> [Task prompt]:
Starting at the line that contains "Exercise. Point out the yellow-green", restate each line word for word through the final line of the data, keeping both ends.

-- Begin Given entries --

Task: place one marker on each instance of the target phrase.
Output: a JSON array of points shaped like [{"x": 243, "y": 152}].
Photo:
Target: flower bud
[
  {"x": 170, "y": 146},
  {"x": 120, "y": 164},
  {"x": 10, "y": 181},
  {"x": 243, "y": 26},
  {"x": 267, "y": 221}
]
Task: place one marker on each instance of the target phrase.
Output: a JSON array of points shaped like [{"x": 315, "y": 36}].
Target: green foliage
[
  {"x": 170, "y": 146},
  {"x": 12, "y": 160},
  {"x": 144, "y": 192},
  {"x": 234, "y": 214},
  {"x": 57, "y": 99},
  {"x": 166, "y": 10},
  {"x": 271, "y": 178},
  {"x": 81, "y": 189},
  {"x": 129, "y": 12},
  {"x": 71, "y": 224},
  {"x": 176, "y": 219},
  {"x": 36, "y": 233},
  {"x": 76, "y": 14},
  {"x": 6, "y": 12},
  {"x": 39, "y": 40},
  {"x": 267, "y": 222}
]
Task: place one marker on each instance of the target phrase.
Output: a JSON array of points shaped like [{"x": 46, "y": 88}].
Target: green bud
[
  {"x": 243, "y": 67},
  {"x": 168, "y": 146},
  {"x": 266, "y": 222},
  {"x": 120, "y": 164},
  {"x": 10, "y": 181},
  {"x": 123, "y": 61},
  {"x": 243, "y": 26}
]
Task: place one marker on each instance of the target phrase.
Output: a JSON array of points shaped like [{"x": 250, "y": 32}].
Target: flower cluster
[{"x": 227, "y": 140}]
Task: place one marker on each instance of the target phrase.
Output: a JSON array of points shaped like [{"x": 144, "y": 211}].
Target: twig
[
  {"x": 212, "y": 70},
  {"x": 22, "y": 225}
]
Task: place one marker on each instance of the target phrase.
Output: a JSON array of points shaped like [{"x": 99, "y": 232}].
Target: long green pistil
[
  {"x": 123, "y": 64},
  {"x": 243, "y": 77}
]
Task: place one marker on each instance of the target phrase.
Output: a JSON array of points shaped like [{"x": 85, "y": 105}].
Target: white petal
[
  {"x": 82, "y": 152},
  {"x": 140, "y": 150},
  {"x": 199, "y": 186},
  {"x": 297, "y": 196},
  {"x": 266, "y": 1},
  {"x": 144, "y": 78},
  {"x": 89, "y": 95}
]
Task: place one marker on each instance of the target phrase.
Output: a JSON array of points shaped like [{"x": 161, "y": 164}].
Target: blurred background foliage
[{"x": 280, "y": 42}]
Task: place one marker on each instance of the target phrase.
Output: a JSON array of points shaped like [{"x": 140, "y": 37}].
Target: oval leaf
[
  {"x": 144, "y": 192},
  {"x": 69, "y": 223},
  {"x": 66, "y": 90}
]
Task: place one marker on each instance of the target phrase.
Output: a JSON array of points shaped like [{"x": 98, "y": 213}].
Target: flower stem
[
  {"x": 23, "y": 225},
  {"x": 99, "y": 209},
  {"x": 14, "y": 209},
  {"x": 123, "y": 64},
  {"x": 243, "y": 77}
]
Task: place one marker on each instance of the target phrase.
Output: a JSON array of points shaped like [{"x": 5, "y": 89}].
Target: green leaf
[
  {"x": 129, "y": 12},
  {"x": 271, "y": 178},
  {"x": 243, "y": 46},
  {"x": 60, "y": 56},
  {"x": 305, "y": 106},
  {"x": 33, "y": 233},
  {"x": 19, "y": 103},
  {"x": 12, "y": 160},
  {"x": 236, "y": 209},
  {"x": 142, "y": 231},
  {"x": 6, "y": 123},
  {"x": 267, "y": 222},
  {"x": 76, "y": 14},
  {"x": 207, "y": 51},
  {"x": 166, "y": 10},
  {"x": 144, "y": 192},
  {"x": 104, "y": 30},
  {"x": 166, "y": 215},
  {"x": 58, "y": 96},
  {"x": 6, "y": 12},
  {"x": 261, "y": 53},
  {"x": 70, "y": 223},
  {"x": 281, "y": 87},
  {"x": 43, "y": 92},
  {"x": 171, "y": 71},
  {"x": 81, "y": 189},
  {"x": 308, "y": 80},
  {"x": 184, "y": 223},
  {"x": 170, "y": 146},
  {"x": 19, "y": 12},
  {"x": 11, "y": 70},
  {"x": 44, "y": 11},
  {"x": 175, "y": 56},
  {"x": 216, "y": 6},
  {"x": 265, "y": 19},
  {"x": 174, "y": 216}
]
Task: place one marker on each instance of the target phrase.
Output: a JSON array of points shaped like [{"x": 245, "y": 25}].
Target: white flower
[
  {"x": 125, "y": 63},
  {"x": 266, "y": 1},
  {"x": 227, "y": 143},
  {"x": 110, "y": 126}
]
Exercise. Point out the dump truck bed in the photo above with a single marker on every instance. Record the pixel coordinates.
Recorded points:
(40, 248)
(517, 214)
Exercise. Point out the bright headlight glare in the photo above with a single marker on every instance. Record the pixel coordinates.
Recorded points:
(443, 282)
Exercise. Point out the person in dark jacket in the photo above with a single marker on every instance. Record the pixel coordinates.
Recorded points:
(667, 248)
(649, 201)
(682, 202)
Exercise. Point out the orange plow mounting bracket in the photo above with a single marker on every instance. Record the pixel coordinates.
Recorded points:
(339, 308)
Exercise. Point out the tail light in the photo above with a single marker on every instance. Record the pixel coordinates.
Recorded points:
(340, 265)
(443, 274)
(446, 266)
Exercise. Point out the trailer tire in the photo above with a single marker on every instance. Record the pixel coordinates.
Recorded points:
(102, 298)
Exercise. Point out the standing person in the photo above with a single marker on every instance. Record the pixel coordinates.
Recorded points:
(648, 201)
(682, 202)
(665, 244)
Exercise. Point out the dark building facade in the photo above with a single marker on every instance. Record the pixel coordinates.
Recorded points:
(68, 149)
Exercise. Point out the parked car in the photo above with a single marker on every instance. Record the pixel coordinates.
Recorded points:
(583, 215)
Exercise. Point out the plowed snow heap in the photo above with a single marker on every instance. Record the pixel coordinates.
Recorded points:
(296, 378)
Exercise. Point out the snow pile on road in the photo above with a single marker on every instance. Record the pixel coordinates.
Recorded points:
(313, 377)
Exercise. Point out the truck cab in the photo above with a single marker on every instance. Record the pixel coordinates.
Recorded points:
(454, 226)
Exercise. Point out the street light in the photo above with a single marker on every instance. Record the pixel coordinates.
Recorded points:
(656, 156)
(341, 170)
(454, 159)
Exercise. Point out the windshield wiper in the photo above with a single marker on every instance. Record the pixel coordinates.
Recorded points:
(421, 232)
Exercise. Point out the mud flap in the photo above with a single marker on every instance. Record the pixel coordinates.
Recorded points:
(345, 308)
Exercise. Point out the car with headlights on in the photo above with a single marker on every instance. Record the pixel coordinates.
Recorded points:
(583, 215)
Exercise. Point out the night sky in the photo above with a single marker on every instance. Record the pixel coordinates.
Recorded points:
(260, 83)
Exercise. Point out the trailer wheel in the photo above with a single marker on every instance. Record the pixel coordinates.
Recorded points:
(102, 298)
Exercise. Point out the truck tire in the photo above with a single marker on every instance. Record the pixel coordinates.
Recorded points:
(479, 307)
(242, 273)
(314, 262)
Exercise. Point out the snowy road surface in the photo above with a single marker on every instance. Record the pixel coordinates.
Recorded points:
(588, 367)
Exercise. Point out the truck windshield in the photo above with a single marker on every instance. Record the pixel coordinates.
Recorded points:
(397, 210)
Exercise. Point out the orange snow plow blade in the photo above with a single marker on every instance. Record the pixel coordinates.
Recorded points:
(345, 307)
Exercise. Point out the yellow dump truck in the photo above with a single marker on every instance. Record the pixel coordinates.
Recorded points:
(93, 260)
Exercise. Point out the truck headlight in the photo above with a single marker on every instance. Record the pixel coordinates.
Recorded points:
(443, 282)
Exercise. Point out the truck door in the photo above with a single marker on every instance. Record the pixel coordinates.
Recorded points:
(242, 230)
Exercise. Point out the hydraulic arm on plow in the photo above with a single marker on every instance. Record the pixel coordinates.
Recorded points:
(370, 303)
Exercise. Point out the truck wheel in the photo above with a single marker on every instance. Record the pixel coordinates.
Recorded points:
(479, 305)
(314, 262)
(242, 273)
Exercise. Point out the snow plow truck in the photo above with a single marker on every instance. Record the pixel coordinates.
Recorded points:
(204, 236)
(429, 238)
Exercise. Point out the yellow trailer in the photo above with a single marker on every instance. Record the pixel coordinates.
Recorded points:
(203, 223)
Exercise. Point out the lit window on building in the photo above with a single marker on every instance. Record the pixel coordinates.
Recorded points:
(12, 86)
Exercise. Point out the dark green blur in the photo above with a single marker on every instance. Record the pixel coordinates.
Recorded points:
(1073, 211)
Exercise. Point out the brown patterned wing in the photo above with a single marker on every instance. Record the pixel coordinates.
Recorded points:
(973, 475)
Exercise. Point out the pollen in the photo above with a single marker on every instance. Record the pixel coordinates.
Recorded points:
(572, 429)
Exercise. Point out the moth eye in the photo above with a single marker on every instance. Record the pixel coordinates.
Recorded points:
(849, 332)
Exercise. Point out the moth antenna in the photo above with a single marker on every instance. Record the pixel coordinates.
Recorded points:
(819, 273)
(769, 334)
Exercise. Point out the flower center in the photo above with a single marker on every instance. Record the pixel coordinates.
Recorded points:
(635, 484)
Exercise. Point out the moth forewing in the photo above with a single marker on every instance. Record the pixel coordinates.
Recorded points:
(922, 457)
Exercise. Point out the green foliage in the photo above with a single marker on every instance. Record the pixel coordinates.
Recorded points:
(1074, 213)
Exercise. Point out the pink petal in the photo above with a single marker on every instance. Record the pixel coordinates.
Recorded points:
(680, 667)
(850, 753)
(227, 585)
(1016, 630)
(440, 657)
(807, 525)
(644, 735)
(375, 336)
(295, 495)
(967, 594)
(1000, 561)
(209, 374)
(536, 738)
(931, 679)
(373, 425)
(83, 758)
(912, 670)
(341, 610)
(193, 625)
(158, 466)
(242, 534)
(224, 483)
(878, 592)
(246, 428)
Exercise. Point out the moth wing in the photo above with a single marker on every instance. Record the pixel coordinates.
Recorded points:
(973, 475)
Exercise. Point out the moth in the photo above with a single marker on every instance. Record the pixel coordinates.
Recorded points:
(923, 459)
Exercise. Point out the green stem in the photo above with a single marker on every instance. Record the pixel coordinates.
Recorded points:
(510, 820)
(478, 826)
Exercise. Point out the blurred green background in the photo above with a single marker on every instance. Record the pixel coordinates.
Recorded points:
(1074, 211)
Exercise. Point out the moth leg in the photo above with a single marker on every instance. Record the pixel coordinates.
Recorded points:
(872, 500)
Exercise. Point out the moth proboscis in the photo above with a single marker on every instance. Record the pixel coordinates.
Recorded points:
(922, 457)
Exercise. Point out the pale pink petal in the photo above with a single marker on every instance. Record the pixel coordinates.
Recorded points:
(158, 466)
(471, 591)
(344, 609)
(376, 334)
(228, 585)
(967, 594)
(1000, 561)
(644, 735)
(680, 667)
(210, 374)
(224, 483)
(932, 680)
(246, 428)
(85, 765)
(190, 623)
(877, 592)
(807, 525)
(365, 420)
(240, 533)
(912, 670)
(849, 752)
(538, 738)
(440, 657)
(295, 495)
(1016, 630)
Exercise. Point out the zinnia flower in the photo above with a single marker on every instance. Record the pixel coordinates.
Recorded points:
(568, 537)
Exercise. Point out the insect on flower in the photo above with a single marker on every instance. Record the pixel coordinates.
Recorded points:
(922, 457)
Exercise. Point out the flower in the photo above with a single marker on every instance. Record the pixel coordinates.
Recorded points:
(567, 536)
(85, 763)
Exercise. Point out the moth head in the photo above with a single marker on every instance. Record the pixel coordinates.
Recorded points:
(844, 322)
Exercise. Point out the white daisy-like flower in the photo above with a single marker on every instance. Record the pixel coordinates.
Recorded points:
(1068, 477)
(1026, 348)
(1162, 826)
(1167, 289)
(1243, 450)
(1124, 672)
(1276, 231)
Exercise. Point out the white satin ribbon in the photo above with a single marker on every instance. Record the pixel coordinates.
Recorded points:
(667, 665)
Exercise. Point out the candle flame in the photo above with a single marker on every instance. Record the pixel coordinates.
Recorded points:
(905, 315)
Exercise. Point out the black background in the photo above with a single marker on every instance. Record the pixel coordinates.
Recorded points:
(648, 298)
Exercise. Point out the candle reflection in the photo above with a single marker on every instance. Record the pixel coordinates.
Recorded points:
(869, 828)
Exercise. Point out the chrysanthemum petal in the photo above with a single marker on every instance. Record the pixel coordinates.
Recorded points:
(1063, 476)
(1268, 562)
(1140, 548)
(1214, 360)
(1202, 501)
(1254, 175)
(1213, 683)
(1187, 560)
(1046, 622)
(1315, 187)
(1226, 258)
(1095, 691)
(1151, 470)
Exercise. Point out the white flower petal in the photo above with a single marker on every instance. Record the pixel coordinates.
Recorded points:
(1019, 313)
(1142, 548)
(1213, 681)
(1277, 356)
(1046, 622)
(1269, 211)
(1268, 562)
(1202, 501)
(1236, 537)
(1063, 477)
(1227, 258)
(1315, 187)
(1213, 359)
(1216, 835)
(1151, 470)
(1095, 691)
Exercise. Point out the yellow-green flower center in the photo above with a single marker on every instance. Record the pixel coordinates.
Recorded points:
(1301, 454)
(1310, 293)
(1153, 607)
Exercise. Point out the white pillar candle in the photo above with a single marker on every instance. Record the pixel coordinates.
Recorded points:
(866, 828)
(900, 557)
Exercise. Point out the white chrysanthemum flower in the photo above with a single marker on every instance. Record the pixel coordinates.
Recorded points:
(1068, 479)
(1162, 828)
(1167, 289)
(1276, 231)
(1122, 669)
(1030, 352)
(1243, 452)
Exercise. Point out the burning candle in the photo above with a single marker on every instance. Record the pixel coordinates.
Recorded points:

-- End Given entries --

> [Result]:
Exercise. Point out the yellow-green flower center in the photo above with a single marker on every instance. Record the pixel coordinates.
Recorded points:
(1301, 454)
(1310, 293)
(1153, 607)
Exercise. Point out the white pillar candle in the photo above with a single marker on every instance. Record the pixel coordinates.
Recorded points:
(866, 828)
(900, 557)
Exercise. Point out the white chrysanthemum flower in the photo above with a single marker on every instance. Record the pixel coordinates.
Recorded points:
(1068, 479)
(1162, 828)
(1167, 289)
(1276, 231)
(1122, 669)
(1030, 352)
(1243, 452)
Exercise. Point out the burning candle in the photo above with a single marker on every instance. Record the pixel coordinates.
Recorded points:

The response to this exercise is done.